Work request:
Restate the entries below in full, exactly as they read, but without pictures.

====== Information shown

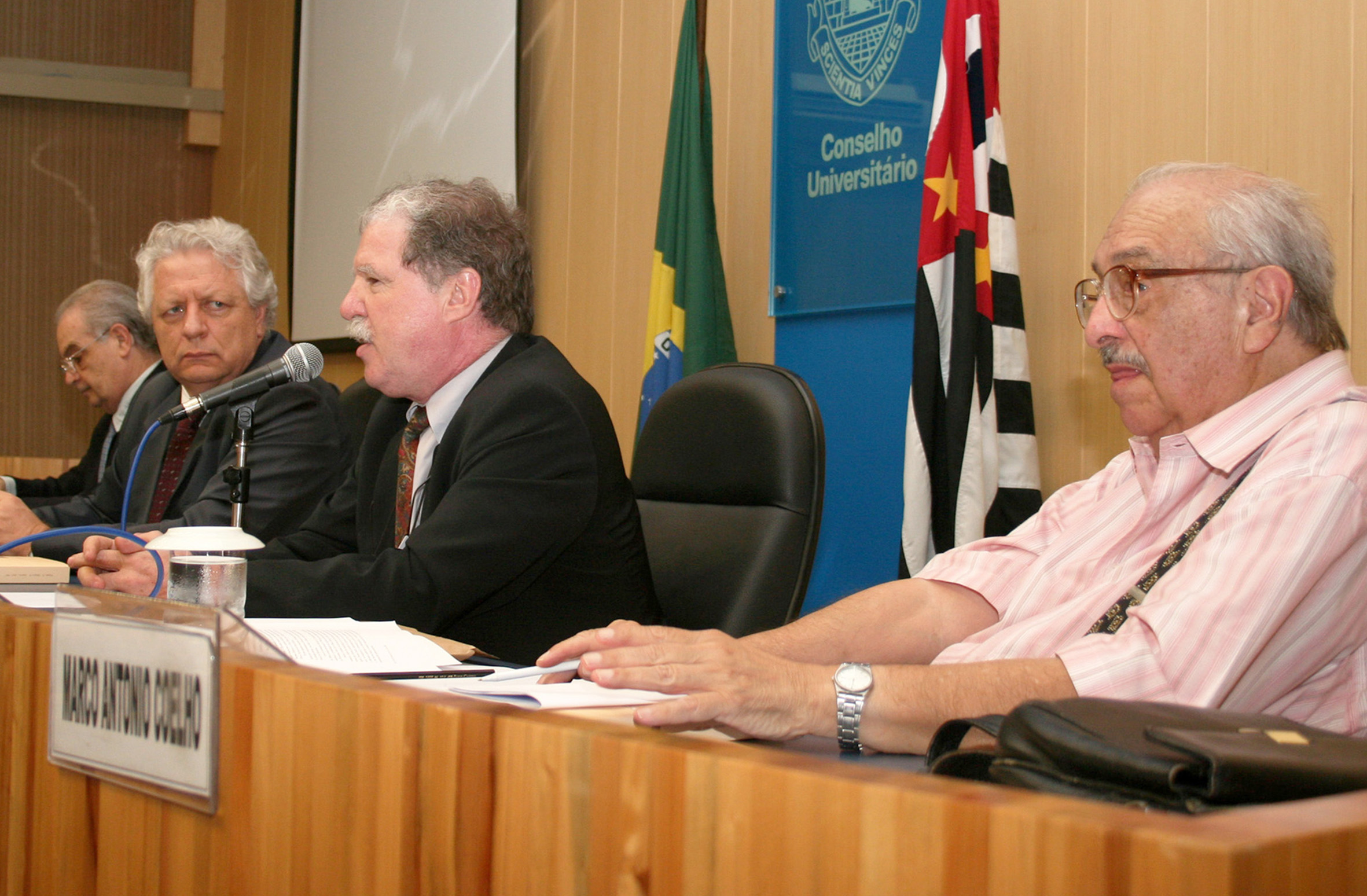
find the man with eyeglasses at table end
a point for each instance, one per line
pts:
(211, 299)
(1211, 307)
(107, 352)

============

Result for this task:
find the man with eyeglasses at table end
a point for each instance, one per line
pts:
(211, 299)
(1211, 307)
(107, 352)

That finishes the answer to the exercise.